→ What is expected
Render every line of the items below as a Markdown table with two columns, Number and Line. Number the rows in order and skip blank lines.
•••••
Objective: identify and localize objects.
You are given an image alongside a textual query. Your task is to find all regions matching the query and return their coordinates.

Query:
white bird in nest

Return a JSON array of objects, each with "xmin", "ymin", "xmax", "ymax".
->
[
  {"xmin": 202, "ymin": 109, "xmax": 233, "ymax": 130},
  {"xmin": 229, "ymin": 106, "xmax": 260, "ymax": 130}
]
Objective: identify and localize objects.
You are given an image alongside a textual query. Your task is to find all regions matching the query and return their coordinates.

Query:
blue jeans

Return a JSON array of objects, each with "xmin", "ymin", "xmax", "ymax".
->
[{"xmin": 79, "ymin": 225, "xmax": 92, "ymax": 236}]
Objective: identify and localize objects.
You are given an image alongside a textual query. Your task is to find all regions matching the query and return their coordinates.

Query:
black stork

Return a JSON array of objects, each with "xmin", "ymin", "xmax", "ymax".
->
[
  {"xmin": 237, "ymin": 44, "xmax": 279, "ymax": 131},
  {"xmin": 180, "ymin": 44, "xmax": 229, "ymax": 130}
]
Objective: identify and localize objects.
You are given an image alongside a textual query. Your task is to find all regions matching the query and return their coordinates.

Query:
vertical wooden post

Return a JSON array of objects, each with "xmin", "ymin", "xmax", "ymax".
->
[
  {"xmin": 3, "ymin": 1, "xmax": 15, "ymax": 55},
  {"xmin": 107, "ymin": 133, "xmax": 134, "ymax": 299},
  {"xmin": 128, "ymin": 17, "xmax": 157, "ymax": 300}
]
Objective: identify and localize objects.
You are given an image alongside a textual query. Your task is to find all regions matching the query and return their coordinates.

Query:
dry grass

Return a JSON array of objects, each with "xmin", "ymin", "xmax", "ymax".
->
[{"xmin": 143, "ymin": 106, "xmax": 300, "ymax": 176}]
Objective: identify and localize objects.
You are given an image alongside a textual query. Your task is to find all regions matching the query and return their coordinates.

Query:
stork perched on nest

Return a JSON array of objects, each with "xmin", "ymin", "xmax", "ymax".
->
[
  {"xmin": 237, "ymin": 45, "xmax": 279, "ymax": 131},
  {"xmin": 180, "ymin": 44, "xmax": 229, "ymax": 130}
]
•••••
→ Written reply
| Number | Line |
|---|---|
| 1 | Objective: identify and localize objects. |
| 2 | You are given an image alongside a textual query. Your task is to find all regions matching the query and return their coordinates. |
| 3 | Query: |
| 4 | white bird in nest |
| 5 | Return a JSON array of objects, each with "xmin", "ymin", "xmax", "ymax". |
| 6 | -> |
| 7 | [ |
| 8 |   {"xmin": 202, "ymin": 109, "xmax": 233, "ymax": 130}, |
| 9 |   {"xmin": 229, "ymin": 106, "xmax": 260, "ymax": 130} |
| 10 | ] |
| 11 | Objective: identify and localize objects. |
| 12 | You are given an image alongside a textual query. Your task is to find all regions matching the query and return their coordinates. |
| 13 | Query: |
| 14 | blue jeans |
| 15 | Return a JSON array of objects, each with "xmin", "ymin", "xmax", "ymax". |
| 16 | -> |
| 17 | [{"xmin": 79, "ymin": 225, "xmax": 92, "ymax": 236}] |
| 18 | Objective: identify and localize objects. |
| 19 | You are given an image alongside a textual query. Your task is to find all regions matching the query and return their coordinates. |
| 20 | Query: |
| 21 | black stork |
| 22 | Return a JSON array of objects, each with "xmin", "ymin", "xmax", "ymax". |
| 23 | -> |
| 24 | [ |
| 25 |   {"xmin": 237, "ymin": 44, "xmax": 279, "ymax": 131}, |
| 26 |   {"xmin": 180, "ymin": 44, "xmax": 229, "ymax": 130} |
| 27 | ] |
| 28 | Objective: identify and localize objects. |
| 29 | You are given an image alongside a textual query. Your task is to find all regions matching the query and return their coordinates. |
| 30 | Query: |
| 31 | vertical wooden post |
| 32 | Return a JSON array of objects, each with "xmin", "ymin", "xmax", "ymax". |
| 33 | -> |
| 34 | [ |
| 35 |   {"xmin": 3, "ymin": 1, "xmax": 15, "ymax": 55}, |
| 36 |   {"xmin": 107, "ymin": 133, "xmax": 134, "ymax": 299}, |
| 37 |   {"xmin": 128, "ymin": 17, "xmax": 157, "ymax": 300} |
| 38 | ] |
| 39 | Objective: identify and localize objects. |
| 40 | You are given an image alongside a textual query. Your task is to find all regions matching the query and return their coordinates. |
| 41 | Query: |
| 42 | dry grass |
| 43 | Return a JSON array of objects, each with "xmin", "ymin", "xmax", "ymax". |
| 44 | -> |
| 45 | [{"xmin": 143, "ymin": 106, "xmax": 300, "ymax": 176}] |
| 46 | Objective: identify and localize objects. |
| 47 | You are given an image alongside a textual query. Your task is to find all regions matching the query and return their coordinates. |
| 48 | Query: |
| 49 | stork perched on nest |
| 50 | Return a JSON array of objects, each with "xmin", "ymin", "xmax", "ymax". |
| 51 | -> |
| 52 | [ |
| 53 |   {"xmin": 237, "ymin": 45, "xmax": 279, "ymax": 131}, |
| 54 |   {"xmin": 180, "ymin": 44, "xmax": 229, "ymax": 130} |
| 55 | ] |